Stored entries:
+ + + +

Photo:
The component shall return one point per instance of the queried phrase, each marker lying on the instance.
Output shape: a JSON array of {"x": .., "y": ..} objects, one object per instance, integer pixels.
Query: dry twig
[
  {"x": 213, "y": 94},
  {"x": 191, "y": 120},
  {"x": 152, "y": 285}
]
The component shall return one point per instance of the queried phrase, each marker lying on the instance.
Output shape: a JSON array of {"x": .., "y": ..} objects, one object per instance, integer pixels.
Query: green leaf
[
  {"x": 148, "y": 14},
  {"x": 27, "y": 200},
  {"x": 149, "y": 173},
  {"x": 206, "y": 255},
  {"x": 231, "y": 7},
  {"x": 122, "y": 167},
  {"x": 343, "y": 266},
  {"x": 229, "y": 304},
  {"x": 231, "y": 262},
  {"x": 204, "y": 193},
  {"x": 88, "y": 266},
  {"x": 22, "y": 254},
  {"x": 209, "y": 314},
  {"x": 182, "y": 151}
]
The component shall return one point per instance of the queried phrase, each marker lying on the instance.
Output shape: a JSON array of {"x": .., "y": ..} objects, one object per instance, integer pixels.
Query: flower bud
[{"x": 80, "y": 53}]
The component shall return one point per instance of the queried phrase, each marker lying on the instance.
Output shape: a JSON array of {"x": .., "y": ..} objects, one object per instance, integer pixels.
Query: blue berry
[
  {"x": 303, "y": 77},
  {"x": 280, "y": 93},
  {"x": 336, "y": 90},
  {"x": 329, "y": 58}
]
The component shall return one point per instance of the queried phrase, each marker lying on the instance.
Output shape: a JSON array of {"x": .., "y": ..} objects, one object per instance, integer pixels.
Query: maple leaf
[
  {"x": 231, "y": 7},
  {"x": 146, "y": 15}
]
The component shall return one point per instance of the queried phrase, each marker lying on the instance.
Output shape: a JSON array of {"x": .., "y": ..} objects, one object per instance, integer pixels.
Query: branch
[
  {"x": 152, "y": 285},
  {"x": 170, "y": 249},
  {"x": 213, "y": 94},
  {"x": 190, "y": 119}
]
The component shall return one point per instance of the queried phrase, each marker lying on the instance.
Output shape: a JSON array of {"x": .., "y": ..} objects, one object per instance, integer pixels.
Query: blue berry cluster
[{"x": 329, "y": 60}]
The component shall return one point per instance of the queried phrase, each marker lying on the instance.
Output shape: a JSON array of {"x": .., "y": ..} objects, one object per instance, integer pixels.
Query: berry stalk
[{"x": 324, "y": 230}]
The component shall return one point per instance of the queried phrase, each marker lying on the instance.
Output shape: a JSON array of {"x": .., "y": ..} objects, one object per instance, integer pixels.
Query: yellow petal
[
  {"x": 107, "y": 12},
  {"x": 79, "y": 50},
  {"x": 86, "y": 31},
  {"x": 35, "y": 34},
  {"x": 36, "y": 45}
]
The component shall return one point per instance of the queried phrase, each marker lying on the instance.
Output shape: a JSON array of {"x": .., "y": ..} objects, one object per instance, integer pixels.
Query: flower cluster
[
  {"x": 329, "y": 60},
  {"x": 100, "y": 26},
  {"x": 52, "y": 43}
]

+ + + +

▶ What you need to do: Output all records exactly, with nothing added or dropped.

▶ Exercise response:
Photo:
The component shall return one point per instance of the queried phrase, each marker lying on the instance.
Output shape: a JSON array of {"x": .., "y": ..} objects, one object per instance, integer pixels.
Query: dry twig
[
  {"x": 213, "y": 94},
  {"x": 191, "y": 120},
  {"x": 152, "y": 285}
]
The component shall return one point per instance of the queried phrase, each marker lying on the instance.
Output shape: a JSON array of {"x": .., "y": ..} objects, one object per instance, integer pixels.
Query: green leaf
[
  {"x": 148, "y": 14},
  {"x": 27, "y": 200},
  {"x": 149, "y": 173},
  {"x": 206, "y": 255},
  {"x": 231, "y": 7},
  {"x": 122, "y": 167},
  {"x": 343, "y": 266},
  {"x": 229, "y": 304},
  {"x": 231, "y": 262},
  {"x": 204, "y": 193},
  {"x": 88, "y": 266},
  {"x": 22, "y": 254},
  {"x": 209, "y": 314},
  {"x": 182, "y": 151}
]
The component shall return one point per instance of the queried phrase, each marker lying on the instance.
Output shape: a JSON array of {"x": .., "y": ..} objects, one object per instance, integer pixels.
Query: flower bud
[{"x": 80, "y": 53}]
The component shall return one point per instance of the queried phrase, each marker lying on the instance.
Output shape: a JSON array of {"x": .., "y": ..} objects, one object per instance, integer pixels.
Query: blue berry
[
  {"x": 303, "y": 77},
  {"x": 280, "y": 93},
  {"x": 336, "y": 90},
  {"x": 329, "y": 58}
]
The component shall return one point per instance of the queried phrase, each marker lying on the instance.
Output shape: a JSON array of {"x": .., "y": ..} objects, one object per instance, integer pixels.
Query: maple leaf
[
  {"x": 231, "y": 7},
  {"x": 146, "y": 15}
]
The component shall return one point per instance of the queried phrase, each marker lying on the instance.
Output shape: a JSON array of {"x": .., "y": ..} objects, one object per instance, integer pixels.
Query: branch
[
  {"x": 152, "y": 285},
  {"x": 170, "y": 249},
  {"x": 213, "y": 94},
  {"x": 190, "y": 119}
]
The component shall return one point per instance of the queried phrase, each marker lying on the instance.
Output shape: a JSON array of {"x": .., "y": ..} objects, one object per instance, integer pixels.
Query: blue berry cluster
[{"x": 329, "y": 60}]
The component shall return one point per instance of the queried phrase, each marker lying on the instance.
Output shape: a JSON array of {"x": .., "y": ..} objects, one object per instance, integer pixels.
Query: berry stalk
[{"x": 324, "y": 230}]
The component shall return one point per instance of the queried phrase, each marker lying on the instance.
Output shape: a JSON array of {"x": .., "y": ..} objects, one object per instance, integer pixels.
Query: yellow petal
[
  {"x": 107, "y": 12},
  {"x": 79, "y": 50},
  {"x": 86, "y": 31},
  {"x": 35, "y": 34},
  {"x": 36, "y": 45}
]
The component shall return one point per instance of the queried phrase, each marker lying on the instance.
Output shape: a JSON array of {"x": .., "y": ..} objects, one object per instance, integer pixels.
Query: flower cluster
[
  {"x": 329, "y": 60},
  {"x": 100, "y": 26},
  {"x": 52, "y": 43}
]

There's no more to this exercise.